Instructions to follow
Return the lines that run from the beginning of the entries to the line holding "positive clicks: (670, 337)", inclusive, and drop the pictures.

Given records
◇ ◇ ◇

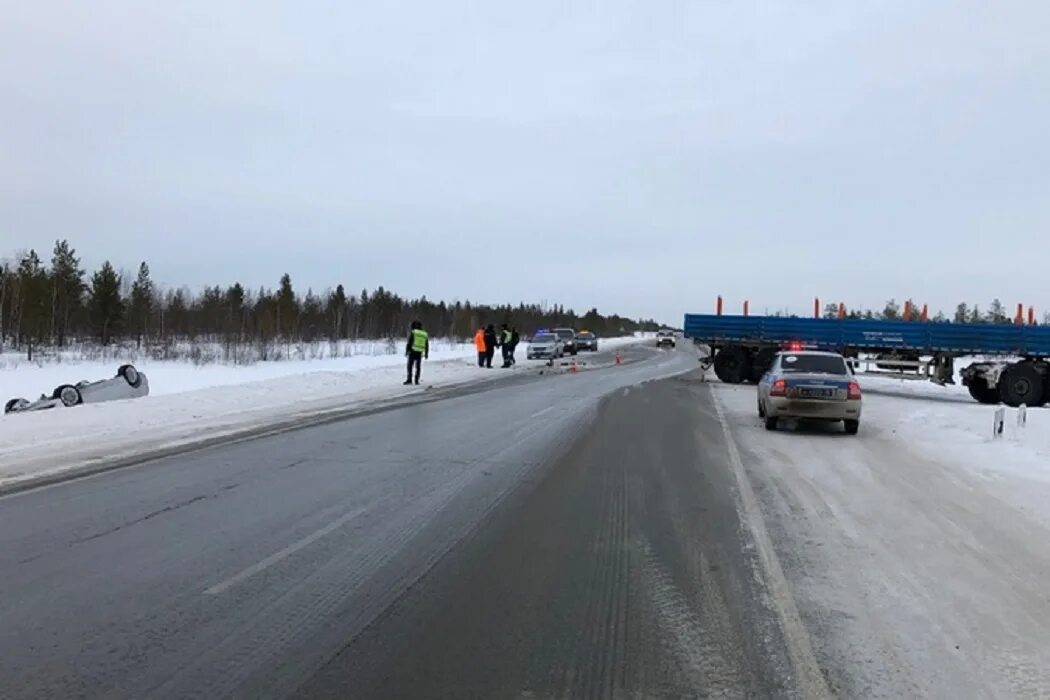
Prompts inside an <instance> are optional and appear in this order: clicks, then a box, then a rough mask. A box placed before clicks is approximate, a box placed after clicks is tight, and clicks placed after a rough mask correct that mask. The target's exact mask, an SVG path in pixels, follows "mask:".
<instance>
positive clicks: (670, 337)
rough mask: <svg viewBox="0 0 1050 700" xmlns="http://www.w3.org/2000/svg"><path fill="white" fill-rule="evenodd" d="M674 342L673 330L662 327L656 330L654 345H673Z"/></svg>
mask: <svg viewBox="0 0 1050 700" xmlns="http://www.w3.org/2000/svg"><path fill="white" fill-rule="evenodd" d="M676 342H677V341H676V339H675V337H674V331H671V330H669V328H663V330H660V331H657V332H656V347H674V346H675V343H676Z"/></svg>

◇ ◇ ◇

Result for this task
Prompts inside an <instance> are optional and appear in this order: clicks, then a box, then a rough mask. A box placed before clicks is approximate, a box placed after clicks is tight, and clicks placed after a rough mask correct that mask. The target's exact mask, an SVG path in pixels, follows "mask:".
<instance>
positive clicks: (670, 337)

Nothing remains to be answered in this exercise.